▸ **Supplied passage**
====

Review: Breedlove Master Class Atlantic Has Intimate, Pleasing Tones

The Atlantic takes a fair number of liberties with the OM, yielding a unique blend of old and new

Founded in 1990, Breedlove Guitars made its mark with innovative approaches to design and construction. The company’s original designs are immediately recognizable by their dramatic headstock designs, nontraditional shapes, and nontraditional tones, but in recent years, Breedlove—which was recently purchased by the Two Old Hippies company— has also given a nod to more traditional instruments with its Revival series.

====

▸ **Dataset rows**
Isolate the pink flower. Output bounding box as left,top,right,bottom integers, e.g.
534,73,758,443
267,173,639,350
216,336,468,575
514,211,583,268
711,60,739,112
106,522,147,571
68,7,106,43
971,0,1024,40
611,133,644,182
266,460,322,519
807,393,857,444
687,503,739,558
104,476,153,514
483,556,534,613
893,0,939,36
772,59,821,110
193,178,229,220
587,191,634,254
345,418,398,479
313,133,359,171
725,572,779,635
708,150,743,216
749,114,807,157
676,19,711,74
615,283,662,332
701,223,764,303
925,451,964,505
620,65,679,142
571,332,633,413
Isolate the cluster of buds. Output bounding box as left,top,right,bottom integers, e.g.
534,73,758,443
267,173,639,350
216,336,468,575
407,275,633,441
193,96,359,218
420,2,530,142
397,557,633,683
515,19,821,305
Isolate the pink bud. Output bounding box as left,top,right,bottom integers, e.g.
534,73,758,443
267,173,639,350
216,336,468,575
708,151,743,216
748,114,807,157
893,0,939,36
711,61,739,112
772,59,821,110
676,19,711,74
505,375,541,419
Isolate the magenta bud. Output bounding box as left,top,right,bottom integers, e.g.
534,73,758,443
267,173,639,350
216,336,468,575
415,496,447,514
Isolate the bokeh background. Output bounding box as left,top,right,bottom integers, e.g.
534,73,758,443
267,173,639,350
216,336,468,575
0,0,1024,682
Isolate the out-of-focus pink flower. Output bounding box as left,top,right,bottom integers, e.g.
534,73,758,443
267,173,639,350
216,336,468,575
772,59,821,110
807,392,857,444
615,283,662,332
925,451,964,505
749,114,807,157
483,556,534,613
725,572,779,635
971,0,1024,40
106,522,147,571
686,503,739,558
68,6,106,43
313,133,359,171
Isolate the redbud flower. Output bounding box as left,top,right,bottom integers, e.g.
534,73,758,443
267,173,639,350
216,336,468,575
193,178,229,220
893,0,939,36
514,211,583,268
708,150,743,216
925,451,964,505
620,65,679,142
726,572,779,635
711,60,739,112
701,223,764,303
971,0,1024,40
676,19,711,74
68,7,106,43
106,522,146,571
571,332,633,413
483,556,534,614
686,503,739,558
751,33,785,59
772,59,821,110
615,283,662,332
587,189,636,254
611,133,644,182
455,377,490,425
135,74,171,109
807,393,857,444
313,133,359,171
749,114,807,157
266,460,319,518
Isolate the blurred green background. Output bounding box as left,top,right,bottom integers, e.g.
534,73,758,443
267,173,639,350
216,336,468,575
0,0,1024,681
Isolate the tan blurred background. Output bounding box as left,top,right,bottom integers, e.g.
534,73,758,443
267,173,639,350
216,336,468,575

====

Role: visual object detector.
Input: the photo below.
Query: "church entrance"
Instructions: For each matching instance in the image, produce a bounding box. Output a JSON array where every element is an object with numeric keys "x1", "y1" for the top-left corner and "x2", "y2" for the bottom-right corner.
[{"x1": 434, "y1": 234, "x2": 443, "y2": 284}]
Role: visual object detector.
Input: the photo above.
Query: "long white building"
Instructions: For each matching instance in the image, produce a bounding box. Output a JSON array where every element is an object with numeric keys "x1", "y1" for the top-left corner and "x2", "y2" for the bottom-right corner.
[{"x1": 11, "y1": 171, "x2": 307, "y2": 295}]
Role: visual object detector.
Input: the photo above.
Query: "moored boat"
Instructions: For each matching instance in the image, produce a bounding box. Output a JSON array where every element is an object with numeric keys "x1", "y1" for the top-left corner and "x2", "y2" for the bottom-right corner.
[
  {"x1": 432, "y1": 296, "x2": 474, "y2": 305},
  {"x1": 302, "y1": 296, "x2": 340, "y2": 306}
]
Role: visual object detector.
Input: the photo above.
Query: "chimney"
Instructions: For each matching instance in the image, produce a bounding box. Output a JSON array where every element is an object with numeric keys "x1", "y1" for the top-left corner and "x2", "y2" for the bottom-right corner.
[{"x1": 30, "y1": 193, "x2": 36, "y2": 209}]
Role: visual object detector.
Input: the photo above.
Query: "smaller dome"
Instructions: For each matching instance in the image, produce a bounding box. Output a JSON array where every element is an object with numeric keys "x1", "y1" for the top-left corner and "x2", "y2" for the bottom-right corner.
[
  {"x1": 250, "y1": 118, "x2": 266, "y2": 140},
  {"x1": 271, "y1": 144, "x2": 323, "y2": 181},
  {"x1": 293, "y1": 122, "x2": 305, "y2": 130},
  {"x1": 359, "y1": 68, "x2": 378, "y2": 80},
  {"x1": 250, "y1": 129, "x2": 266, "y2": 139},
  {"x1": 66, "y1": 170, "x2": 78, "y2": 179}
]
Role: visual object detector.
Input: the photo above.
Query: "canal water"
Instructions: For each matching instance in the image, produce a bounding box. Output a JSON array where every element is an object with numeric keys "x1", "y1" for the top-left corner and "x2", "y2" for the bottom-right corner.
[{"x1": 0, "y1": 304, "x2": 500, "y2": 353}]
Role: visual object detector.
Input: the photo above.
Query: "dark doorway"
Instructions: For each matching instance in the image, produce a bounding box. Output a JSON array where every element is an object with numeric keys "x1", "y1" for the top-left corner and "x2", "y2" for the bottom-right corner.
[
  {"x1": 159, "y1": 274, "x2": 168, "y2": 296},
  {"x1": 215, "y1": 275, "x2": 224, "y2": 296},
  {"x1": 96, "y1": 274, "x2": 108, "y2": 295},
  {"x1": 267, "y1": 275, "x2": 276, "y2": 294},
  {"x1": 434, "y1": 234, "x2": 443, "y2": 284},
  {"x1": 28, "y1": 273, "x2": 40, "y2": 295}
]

====

▸ **What is asked**
Rewrite the paragraph of the guitar review beginning "Founded in 1990" in a shorter form, keeping its main facts. The listing isn't needed here.

▸ **Solution to the exercise**
Breedlove Guitars, founded in 1990, became known for innovative design and construction, with dramatic headstocks and nontraditional shapes and tones. Recently bought by Two Old Hippies, it has also turned to more traditional instruments with its Revival series.